To do>
In the data beneath this task, how many lines contain "between"? Answer with the number only.
(Records for this task)
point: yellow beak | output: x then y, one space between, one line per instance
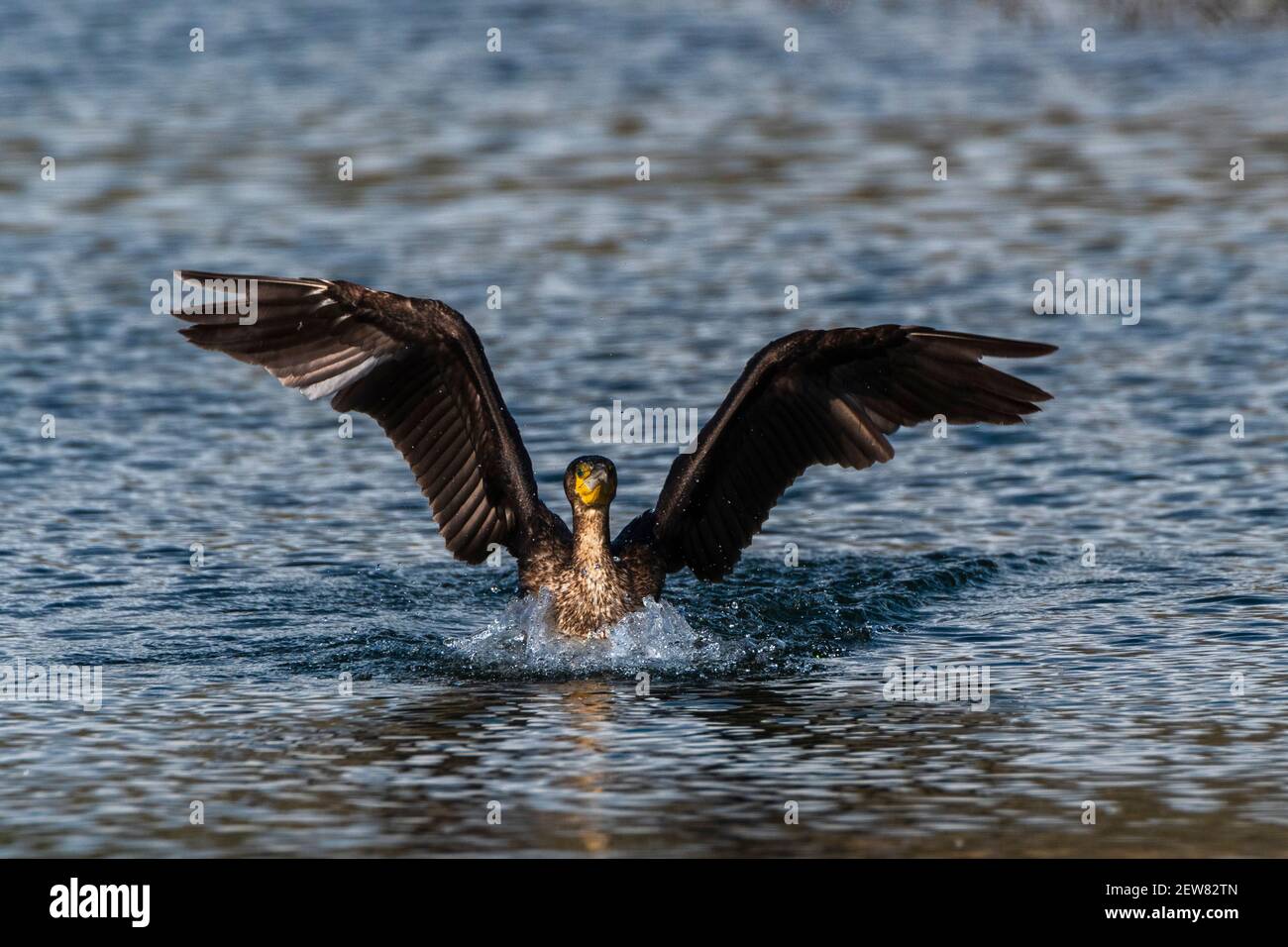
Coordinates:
(End Records for this task)
(Records for this task)
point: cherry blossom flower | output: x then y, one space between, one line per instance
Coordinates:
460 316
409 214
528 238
(End Records for this task)
Solution below>
2